__Task set__.
a - Answer these questions from the passage on the farm crisis, one line each:
(i) How many people are involved in dairying in India?
(ii) What share of farmers and farm workers face distress, according to the American Farm Bureau Federation?
(iii) What amount is farm debt in 2019 expected to reach?
b - Reproduce the part of the passage on the farm crisis that starts with "If such a worsening" and goes on through "benefit commercial interests.", without changing a word.
c - Decide whether each statement agrees with the passage on the farm crisis. Answer yes or no and quote the words that decide it.
(i) The second biggest dairy farm is located in Australia.
(ii) Corn prices have stayed the same for close to fifty years.
(iii) More than half of US farmers have a negative income.

__Text provided__.

>>

To illustrate, the biggest dairy farm in China is spread over 22,500,000 acres, an area equal to that of Portugal. According to worldatlas.com, this farm houses around 1,00,000 cows. The second biggest dairy farm, spread over 11,000,000 acres, is also in China. The remaining eight of the top 10 big dairy farms are situated in Australia, which despite the size are under stress.

No wonder, the push for seeking an unfettered access into India through the regional mega RCEP treaty, which India has, for the time being, rightly decided to stay out of. Considering that 10 million people are involved in dairying in India, imagine the destruction of livelihoods from cheaper dairy imports from Australia, New Zealand and China.

Returning to agriculture, rural America, like rural India, is faced with a severe agrarian crisis. Like in India, where the average income of farming families in 17 states, which is roughly half the country, stands at a paltry Rs 20,000 a year, the US agriculture is not doing good either. More than half of US farmers have a negative income. According to the American Farm Bureau Federation, 91 per cent farmers and farm workers face distress. Besides affecting their mental health, the severity of the crisis is such that 87 per cent farmers fear they will have to abandon farming. Accordingly, farm debt in 2019 is expected to soar to $416 billion, the highest since 1980. For several decades, farm gate prices have remained frozen when adjusted for inflation. The prevailing onion prices, for instance, are no different from the prices farmers received 30 years ago. Corn prices have remained static for almost five decades.

If such a worsening farm crisis is happening in a country which applies state-of-the-art technology in agriculture, and is often touted as an example to be followed by the rest of the world, isn’t it time to examine how inappropriate is the argument for pushing in more sophisticated technology (often unwanted) in Indian agriculture? No one is against technology, but it has to be relevant, depending on the needs, and not pushed to benefit commercial interests.

<<

__Data listing__.
>>

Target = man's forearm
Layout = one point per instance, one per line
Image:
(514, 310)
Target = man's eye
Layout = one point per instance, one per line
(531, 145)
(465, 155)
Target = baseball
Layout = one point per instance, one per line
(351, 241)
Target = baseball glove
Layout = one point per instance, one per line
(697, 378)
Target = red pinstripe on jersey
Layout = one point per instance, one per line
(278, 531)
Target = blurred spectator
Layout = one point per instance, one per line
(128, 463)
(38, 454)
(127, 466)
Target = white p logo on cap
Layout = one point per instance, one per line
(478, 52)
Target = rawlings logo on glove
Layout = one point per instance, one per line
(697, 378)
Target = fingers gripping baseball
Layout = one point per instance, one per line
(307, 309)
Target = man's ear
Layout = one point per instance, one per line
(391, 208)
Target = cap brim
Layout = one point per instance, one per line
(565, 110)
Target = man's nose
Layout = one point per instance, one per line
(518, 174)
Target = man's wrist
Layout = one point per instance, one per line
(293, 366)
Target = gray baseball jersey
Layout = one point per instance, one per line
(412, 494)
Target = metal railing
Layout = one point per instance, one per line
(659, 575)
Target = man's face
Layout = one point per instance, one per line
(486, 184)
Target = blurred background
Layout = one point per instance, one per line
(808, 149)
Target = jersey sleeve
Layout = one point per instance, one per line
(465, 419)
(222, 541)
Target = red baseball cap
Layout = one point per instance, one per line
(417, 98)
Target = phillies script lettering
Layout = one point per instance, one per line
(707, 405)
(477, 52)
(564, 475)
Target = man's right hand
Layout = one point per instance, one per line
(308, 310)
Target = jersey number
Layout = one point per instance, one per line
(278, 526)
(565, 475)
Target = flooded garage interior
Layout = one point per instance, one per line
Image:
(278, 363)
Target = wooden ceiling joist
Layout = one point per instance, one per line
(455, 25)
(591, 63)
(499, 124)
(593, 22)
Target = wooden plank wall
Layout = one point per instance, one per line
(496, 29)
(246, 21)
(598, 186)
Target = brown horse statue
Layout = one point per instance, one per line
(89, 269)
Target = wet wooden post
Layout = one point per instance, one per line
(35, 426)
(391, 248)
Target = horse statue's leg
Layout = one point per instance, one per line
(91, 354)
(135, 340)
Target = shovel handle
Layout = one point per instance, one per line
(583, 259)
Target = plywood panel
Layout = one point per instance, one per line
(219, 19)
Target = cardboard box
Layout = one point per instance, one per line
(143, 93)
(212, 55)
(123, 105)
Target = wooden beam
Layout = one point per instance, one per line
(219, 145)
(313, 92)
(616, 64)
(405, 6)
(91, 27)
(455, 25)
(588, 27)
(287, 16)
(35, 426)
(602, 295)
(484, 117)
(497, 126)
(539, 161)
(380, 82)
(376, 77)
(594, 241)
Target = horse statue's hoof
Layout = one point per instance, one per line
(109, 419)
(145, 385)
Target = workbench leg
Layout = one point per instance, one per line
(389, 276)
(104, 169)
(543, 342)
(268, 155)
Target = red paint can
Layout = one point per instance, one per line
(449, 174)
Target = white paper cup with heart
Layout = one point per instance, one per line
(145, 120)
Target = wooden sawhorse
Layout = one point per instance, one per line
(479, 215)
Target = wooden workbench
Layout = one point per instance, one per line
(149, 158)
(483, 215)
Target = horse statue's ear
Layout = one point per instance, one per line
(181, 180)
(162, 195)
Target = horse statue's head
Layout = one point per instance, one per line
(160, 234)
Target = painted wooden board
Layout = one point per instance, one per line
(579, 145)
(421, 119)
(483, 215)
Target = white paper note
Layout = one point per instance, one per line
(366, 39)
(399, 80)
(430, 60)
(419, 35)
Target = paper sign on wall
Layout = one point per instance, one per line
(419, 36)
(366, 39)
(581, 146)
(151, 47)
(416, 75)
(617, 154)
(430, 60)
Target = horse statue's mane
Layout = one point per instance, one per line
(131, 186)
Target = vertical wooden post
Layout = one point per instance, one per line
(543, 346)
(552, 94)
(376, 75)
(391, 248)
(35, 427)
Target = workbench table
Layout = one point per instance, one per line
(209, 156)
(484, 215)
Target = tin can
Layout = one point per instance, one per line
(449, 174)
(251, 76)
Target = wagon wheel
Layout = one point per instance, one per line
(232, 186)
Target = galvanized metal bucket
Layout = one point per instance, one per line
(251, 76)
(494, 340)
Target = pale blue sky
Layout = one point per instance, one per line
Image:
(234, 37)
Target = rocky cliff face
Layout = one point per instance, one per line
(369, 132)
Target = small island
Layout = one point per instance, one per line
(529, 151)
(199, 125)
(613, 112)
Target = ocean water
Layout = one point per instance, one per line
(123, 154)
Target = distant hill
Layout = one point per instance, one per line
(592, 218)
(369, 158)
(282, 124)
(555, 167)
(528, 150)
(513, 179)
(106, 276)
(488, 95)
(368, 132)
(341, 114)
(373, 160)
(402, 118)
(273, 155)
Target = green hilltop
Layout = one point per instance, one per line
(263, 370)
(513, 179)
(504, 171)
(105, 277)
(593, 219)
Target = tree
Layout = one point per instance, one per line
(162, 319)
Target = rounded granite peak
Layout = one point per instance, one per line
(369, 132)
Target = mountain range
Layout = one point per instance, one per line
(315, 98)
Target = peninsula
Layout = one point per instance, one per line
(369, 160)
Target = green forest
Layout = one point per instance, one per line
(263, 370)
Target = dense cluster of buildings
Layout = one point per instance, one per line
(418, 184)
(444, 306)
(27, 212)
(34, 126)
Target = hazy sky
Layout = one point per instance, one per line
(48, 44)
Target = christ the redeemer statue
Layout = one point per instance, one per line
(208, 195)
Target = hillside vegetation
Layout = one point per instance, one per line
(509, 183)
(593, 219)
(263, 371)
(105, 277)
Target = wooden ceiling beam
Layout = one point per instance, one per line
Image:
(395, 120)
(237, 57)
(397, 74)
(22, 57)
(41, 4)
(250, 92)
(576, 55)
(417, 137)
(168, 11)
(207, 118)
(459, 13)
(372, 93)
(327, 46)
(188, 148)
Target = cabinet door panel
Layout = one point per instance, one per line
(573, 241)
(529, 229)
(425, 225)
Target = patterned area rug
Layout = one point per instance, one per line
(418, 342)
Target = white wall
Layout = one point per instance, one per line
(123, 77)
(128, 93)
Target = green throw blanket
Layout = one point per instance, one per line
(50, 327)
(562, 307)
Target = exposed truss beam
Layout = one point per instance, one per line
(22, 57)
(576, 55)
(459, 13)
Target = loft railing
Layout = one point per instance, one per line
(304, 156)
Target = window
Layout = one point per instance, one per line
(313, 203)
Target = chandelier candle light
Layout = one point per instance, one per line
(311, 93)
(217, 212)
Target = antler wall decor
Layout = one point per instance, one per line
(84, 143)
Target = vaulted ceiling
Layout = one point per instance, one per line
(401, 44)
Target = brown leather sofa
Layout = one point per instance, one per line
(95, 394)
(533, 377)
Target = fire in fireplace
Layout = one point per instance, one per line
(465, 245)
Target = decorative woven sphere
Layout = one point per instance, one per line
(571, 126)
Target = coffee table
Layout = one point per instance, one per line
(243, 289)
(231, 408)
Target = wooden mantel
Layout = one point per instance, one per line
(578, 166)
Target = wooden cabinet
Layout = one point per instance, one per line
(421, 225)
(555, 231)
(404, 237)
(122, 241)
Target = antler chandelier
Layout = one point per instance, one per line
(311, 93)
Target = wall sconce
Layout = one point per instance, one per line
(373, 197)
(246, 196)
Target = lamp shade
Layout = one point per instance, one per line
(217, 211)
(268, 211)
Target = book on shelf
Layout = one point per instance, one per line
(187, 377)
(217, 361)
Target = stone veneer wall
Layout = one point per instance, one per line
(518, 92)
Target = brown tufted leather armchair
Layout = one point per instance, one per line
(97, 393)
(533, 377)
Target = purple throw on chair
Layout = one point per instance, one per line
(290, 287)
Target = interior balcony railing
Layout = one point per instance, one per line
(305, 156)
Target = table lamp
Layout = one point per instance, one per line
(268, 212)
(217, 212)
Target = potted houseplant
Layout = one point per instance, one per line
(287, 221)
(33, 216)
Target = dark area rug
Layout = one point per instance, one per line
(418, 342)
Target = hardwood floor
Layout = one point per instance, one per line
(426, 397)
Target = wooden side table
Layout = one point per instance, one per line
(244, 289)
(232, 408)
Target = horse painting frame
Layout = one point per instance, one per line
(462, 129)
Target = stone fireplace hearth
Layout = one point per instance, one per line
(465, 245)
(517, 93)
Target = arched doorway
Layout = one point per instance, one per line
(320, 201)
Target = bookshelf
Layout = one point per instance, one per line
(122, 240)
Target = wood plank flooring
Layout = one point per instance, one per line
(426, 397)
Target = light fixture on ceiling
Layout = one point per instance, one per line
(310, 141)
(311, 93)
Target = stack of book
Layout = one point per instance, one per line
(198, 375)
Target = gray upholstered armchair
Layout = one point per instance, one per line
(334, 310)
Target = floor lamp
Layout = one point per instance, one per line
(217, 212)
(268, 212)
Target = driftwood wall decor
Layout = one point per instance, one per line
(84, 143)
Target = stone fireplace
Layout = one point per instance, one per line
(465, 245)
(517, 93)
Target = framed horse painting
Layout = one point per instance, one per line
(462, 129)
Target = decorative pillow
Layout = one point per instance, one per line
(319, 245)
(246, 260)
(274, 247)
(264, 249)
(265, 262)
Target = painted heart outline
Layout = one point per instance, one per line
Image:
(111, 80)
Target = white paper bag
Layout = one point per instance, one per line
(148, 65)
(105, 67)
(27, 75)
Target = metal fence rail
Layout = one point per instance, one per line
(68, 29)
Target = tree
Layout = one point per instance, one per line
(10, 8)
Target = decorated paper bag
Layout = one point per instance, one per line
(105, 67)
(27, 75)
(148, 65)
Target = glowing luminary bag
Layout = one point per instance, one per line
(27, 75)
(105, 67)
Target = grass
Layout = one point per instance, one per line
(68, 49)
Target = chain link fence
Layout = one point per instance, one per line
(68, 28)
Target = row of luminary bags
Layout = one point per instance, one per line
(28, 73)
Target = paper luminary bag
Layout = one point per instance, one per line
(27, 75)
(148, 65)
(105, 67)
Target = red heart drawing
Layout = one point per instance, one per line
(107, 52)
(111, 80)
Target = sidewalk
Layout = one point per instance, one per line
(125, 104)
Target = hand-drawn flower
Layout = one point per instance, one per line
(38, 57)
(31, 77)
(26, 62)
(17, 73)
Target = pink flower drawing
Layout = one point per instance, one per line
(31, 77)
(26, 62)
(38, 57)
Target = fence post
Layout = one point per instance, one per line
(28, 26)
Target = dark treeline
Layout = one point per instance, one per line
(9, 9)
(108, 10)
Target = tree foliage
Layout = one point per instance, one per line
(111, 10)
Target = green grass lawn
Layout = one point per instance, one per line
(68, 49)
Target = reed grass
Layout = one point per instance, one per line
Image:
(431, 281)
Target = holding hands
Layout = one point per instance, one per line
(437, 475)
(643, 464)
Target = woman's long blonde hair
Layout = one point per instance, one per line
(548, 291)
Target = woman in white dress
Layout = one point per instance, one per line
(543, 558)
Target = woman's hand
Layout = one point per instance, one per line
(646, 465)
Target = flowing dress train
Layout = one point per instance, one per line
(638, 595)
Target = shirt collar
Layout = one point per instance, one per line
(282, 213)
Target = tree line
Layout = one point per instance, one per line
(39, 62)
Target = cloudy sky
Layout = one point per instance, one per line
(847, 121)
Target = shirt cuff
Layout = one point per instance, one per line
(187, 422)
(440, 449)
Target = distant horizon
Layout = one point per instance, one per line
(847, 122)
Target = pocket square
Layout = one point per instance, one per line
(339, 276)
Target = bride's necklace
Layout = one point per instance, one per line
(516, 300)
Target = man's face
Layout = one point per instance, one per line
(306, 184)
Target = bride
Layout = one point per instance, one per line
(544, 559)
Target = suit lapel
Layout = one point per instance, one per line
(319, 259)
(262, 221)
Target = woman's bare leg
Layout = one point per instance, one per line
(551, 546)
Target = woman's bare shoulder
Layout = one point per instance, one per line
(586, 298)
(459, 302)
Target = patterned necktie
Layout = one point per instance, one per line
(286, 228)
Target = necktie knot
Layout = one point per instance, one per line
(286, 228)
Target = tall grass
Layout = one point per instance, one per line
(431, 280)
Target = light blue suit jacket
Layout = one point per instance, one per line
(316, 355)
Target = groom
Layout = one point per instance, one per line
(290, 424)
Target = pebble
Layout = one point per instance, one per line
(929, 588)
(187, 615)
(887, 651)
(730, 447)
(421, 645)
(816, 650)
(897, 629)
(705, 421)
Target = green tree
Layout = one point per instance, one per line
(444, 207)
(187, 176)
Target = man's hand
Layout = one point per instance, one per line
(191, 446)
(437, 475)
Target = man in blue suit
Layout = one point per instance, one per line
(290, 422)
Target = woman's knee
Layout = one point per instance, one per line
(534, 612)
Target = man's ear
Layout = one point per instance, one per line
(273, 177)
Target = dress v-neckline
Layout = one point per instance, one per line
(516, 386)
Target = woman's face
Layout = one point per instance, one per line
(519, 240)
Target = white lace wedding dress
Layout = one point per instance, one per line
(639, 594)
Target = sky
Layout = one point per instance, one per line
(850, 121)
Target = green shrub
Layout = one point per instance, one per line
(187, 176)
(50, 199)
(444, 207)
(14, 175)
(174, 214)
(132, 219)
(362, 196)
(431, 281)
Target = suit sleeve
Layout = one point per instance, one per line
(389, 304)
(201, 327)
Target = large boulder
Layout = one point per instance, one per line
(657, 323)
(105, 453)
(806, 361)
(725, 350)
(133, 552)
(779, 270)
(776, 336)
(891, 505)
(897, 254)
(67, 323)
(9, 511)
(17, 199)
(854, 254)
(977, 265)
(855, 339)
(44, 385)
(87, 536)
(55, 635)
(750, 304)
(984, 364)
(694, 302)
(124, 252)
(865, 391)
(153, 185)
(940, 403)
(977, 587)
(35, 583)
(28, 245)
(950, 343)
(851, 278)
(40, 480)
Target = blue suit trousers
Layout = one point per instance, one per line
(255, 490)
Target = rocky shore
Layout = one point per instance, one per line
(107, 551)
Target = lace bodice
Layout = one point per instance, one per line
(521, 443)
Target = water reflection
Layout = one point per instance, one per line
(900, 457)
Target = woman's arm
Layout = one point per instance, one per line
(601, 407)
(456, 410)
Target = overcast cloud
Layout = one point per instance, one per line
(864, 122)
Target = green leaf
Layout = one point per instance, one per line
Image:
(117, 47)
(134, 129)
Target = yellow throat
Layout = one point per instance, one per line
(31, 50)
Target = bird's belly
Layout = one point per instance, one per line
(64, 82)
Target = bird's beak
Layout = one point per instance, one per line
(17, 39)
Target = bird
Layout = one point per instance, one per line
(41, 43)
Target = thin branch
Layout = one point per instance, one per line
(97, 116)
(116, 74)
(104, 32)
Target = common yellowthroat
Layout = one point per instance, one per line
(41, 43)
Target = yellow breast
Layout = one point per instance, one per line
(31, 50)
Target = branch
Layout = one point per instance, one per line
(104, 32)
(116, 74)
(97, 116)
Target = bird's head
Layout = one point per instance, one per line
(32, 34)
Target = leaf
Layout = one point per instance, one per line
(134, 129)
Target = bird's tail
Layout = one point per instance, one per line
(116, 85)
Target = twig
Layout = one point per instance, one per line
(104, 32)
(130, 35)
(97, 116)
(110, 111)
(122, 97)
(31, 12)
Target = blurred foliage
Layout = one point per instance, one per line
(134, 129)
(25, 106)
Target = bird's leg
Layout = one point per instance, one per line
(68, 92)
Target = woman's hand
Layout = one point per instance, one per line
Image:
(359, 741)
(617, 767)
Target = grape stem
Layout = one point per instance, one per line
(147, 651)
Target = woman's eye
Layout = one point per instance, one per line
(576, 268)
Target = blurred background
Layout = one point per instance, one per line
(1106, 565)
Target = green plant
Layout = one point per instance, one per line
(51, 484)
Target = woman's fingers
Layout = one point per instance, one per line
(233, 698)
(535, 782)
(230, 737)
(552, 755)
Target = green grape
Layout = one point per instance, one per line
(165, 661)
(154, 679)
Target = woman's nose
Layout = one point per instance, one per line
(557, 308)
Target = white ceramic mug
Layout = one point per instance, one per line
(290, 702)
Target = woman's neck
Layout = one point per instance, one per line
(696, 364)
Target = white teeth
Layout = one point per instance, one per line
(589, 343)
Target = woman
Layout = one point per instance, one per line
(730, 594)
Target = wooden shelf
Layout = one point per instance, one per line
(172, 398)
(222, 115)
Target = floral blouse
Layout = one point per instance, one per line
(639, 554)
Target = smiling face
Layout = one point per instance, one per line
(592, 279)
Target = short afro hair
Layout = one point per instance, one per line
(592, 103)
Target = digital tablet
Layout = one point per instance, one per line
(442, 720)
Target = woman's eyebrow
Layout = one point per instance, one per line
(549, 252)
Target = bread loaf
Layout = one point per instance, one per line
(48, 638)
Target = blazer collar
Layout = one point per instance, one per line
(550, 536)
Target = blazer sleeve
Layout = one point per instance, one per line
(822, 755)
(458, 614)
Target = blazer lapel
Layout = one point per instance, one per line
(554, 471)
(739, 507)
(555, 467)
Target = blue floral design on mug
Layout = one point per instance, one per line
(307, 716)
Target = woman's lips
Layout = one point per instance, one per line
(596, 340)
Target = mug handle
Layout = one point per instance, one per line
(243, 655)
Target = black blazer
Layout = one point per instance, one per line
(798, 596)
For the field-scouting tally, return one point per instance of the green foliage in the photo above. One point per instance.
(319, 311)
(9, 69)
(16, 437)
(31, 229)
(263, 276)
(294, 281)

<<

__Responses by task__.
a -
(i) 10 million
(ii) 91 per cent
(iii) $416 billion

b -
If such a worsening farm crisis is happening in a country which applies state-of-the-art technology in agriculture, and is often touted as an example to be followed by the rest of the world, isn’t it time to examine how inappropriate is the argument for pushing in more sophisticated technology (often unwanted) in Indian agriculture? No one is against technology, but it has to be relevant, depending on the needs, and not pushed to benefit commercial interests.

c -
(i) No: "The second biggest dairy farm, spread over 11,000,000 acres, is also in China."
(ii) Yes: "Corn prices have remained static for almost five decades."
(iii) Yes: "More than half of US farmers have a negative income."